- **Exercise objective**
Look for "the wooden sign" in the listing below, then copy exactly the line it appears in and all lines after it to the end, and nothing more.

_ _ _

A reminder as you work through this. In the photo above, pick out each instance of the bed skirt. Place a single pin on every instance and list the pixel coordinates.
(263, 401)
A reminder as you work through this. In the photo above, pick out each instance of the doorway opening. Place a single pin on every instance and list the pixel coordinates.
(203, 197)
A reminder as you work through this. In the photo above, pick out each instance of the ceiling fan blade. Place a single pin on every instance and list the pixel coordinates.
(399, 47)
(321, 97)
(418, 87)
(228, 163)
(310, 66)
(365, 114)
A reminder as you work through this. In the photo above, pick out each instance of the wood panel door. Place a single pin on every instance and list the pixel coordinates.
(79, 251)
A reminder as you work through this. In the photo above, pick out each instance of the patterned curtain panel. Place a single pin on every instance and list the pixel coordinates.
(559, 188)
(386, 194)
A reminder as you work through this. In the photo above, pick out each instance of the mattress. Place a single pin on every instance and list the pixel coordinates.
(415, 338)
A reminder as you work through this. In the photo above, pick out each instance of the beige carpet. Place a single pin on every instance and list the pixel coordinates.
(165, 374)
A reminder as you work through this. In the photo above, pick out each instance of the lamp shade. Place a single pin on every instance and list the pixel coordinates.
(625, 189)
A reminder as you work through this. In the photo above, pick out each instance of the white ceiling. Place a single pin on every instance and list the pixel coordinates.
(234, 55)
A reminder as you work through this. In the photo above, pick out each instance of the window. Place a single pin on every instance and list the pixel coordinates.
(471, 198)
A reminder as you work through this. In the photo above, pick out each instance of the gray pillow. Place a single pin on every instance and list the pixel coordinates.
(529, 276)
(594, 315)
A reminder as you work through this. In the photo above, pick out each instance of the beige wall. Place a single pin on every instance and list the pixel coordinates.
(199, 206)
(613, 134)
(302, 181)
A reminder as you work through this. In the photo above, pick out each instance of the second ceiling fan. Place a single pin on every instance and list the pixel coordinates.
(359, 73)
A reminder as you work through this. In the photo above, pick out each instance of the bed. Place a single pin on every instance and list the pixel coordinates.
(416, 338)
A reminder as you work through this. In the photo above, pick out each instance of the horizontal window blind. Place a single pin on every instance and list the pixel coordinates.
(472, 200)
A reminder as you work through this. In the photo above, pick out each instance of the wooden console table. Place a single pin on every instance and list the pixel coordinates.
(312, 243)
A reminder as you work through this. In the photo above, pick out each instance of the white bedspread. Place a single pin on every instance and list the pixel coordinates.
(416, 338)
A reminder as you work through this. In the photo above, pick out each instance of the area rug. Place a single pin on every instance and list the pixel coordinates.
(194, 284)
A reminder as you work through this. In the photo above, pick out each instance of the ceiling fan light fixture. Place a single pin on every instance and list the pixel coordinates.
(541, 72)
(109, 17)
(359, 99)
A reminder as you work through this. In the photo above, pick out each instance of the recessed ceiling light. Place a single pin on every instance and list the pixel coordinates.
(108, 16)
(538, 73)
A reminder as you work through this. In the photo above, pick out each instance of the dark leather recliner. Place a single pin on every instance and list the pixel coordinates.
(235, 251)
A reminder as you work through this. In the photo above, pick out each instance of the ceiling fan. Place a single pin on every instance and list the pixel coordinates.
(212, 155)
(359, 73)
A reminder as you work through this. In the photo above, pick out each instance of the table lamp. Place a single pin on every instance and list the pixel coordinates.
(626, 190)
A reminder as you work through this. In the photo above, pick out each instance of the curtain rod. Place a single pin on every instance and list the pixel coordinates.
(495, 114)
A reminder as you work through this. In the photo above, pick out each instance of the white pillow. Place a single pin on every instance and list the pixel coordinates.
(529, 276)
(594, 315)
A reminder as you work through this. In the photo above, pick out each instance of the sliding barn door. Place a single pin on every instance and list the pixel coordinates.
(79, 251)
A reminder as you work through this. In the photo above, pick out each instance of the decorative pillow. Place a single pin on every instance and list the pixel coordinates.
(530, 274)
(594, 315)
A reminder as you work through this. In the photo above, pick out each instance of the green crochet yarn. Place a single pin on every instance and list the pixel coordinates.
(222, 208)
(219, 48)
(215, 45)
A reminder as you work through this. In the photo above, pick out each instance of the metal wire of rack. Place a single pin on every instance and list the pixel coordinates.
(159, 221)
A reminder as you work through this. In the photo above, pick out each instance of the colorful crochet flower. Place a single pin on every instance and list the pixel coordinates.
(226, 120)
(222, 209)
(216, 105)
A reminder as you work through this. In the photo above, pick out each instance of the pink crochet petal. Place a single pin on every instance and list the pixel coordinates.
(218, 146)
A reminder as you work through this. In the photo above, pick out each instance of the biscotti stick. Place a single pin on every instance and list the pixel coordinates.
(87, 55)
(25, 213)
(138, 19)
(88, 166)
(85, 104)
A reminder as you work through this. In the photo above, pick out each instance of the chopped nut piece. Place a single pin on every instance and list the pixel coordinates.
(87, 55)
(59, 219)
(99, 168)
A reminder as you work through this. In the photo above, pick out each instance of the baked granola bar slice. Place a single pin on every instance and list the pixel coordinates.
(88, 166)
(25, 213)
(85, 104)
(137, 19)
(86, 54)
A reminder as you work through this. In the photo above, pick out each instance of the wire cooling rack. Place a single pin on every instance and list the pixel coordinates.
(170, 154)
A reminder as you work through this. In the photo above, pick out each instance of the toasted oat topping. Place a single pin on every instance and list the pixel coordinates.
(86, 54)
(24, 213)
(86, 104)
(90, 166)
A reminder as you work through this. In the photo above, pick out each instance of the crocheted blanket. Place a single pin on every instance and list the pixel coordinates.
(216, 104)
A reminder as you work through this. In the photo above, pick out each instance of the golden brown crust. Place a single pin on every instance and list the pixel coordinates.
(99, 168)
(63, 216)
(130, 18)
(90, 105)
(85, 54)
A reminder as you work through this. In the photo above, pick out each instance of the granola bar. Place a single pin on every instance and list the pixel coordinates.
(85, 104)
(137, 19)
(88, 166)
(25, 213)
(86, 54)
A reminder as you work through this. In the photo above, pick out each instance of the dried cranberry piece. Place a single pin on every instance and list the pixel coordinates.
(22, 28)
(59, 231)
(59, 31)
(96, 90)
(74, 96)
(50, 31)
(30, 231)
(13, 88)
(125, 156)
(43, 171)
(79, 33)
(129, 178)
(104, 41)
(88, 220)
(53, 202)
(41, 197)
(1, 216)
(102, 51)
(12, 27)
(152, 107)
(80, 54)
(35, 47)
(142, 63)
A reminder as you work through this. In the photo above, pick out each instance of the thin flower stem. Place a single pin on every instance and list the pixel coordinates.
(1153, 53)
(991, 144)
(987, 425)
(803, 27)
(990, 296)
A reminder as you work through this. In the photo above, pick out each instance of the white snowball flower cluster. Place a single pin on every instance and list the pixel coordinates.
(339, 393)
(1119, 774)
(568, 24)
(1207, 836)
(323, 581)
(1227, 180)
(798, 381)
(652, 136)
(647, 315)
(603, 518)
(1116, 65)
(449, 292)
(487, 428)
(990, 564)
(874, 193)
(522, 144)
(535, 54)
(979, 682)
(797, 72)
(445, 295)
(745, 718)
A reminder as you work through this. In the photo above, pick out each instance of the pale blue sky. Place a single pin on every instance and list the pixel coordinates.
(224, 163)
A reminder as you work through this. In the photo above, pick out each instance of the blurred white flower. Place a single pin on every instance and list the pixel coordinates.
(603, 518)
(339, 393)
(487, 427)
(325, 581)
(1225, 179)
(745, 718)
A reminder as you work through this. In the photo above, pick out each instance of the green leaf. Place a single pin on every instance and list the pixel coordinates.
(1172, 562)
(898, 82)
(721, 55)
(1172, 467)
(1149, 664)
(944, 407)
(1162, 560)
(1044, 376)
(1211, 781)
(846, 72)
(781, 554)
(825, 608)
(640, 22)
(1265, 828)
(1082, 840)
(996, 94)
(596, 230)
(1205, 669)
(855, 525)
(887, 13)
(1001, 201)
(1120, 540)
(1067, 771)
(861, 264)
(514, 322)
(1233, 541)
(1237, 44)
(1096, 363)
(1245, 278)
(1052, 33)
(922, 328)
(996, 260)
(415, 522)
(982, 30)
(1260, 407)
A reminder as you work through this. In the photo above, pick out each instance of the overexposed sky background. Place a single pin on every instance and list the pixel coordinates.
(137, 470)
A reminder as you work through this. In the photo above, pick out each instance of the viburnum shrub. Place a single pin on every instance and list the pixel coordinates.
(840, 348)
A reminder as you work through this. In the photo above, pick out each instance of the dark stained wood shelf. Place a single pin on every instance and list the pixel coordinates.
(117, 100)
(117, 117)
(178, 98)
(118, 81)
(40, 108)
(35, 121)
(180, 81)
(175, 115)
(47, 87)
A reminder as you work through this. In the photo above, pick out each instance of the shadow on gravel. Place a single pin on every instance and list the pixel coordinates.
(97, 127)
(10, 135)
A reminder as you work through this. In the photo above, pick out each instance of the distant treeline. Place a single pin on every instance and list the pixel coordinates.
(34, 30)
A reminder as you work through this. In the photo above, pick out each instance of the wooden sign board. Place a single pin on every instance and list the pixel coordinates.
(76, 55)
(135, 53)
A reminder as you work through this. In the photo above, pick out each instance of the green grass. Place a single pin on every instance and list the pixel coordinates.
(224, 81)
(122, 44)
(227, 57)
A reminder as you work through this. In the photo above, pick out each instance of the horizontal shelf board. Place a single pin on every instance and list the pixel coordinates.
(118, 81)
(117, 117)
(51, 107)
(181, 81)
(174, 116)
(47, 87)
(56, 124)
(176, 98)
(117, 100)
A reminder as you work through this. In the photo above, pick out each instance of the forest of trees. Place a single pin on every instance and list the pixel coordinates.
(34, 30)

_ _ _

- **Task response**
A reminder as you work through this. In the photo above, pick out each instance of the wooden sign board. Place a single pin on every instance and list the pixel coordinates.
(76, 55)
(135, 53)
A reminder as you work through this. In the photo above, pick out each instance of the green grass. Place a single pin on every instance and list the pixel coordinates.
(224, 81)
(122, 44)
(227, 57)
A reminder as you work through this. In the photo above, pick out each instance of the horizontal shelf board. Place a single pin on every instance and list the pixel coordinates.
(118, 81)
(117, 117)
(51, 107)
(181, 81)
(174, 116)
(47, 87)
(56, 124)
(176, 98)
(117, 100)
A reminder as you work through this. In the photo above, pick out each instance of the forest of trees. Place a single pin on every instance and list the pixel coordinates.
(34, 30)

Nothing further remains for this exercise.